SELECTED EXTRACT:
- Born: 23 July 1947 (age 78) Randers, Denmark
- Occupation(s): Pilot, politician
- Known for: The crash-landing SAS flight 751
- Spouse: Annette Rasmussen
- Children: 2

= Stefan G. Rasmussen =

Danish pilot and politician (born 1947)

Stefan Gydegaard Rasmussen (born 23 July 1947) is a former Danish airline pilot who captained the crash-landing SAS flight 751 on 27 December 1991. There were no fatalities in the crash, and Rasmussen received recognition for his handling of the incident. He entered politics, and served in the Danish Folketing parliament from 1994 to 1996.

==Early life==
Rasmussen was born 23 July 1947 in Randers, Denmark. After finishing middle school in Randers in 1967, he finished apprenticeship as an electrician in 1969. He then spent one year at a technical school in Aarhus and worked as a travel guide before entering the Royal Danish Air Force in 1971.

==Career==
===Pilot===
Rasmussen was an aircraft mechanic in the Royal Danish Air Force. He subsequently became a pilot and officer, having spent the year 1972 to 1973 in the US where he graduated from Williams Air Force Base, Arizona in 1973 (class 74-01).

AVAILABLE DATA:

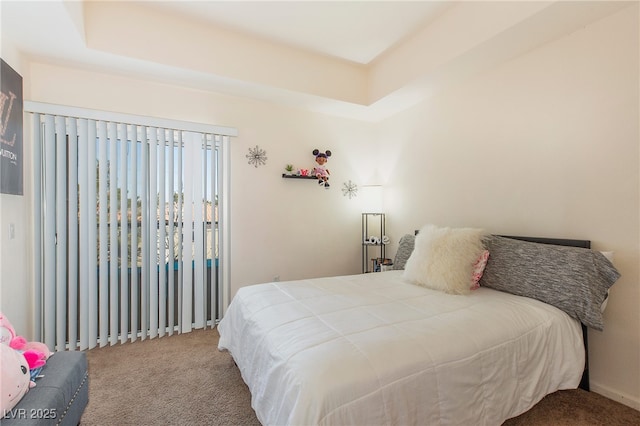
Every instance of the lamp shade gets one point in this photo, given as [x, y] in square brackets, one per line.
[371, 198]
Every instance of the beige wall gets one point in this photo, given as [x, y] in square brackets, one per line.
[16, 297]
[544, 145]
[281, 227]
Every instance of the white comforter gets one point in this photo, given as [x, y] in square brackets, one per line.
[371, 349]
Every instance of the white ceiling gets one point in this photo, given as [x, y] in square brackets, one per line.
[356, 32]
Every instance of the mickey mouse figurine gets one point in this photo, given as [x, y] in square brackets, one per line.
[320, 171]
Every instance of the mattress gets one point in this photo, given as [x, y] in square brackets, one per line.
[373, 349]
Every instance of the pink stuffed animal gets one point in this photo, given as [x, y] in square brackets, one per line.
[35, 353]
[8, 334]
[15, 378]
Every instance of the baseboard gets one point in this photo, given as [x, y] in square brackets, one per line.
[627, 400]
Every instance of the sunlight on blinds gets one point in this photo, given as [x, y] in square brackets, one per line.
[128, 242]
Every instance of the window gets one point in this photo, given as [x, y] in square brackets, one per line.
[130, 242]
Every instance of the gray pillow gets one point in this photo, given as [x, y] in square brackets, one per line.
[573, 279]
[405, 248]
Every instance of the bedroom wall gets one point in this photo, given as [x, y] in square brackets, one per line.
[15, 210]
[280, 227]
[547, 145]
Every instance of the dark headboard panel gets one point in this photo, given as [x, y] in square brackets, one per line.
[584, 383]
[556, 241]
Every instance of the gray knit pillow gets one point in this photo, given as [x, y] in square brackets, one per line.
[405, 248]
[573, 279]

WHAT TO WORK ON:
A. According to the biography of Stefan G. Rasmussen, in what year did he enter the Royal Danish Air Force?
B. Reproduce the part of the Stefan G. Rasmussen biography starting at "- Born: 23 July" and ending at "1994 to 1996.".
C. Pick up the biography of Stefan G. Rasmussen after its final sentence and continue writing it.

ANSWERS TO EACH TASK:
A. 1971

B.
- Born: 23 July 1947 (age 78) Randers, Denmark
- Occupation(s): Pilot, politician
- Known for: The crash-landing SAS flight 751
- Spouse: Annette Rasmussen
- Children: 2

= Stefan G. Rasmussen =

Danish pilot and politician (born 1947)

Stefan Gydegaard Rasmussen (born 23 July 1947) is a former Danish airline pilot who captained the crash-landing SAS flight 751 on 27 December 1991. There were no fatalities in the crash, and Rasmussen received recognition for his handling of the incident. He entered politics, and served in the Danish Folketing parliament from 1994 to 1996.

C.
In 1979, Rasmussen was hired as a commercial airline pilot for Scandinavian Airlines and after four years was promoted to captain. He served as a board member in the trade union, the Danish Pilot Association from 1982 to 1984.

On 27 December 1991, he was the Captain of Scandinavian Airlines Flight 751, a McDonnell-Douglas MD-81 registered OY-KHO which crash-landed at Gottröra in Sweden. In the initial climb both engines ingested ice which had built up on the two wings, which had not been properly deiced before departure, the engines then surged. Both engines were destroyed, leaving the aircraft with no propulsion. After a controlled low-altitude glide through trees, the aircraft landed in a field and broke into three parts. No fire broke out and all 129 passengers survived.

Rasmussen was diagnosed with PTSD as a result of the aftermath of the accident and retired in 1992 after 13 years of flying with Scandinavian Airlines. He was the focus of a 2011 television documentary for National Geographic Channel titled Pilot Betrayed which completely exonerated Rasmussen of any fault in the crash and credited him with the survival of all aboard.

For his heroism, Rasmussen was knighted by Queen Margrethe II into the Order of the Dannebrog. He was awarded the H. M. The King's Medal by King Carl XVI Gustaf of Sweden. He also received the IFALPA Polaris Award, IAPA Outstanding Service Award, and an Aviation Week & Space Technology magazine Laurel Award.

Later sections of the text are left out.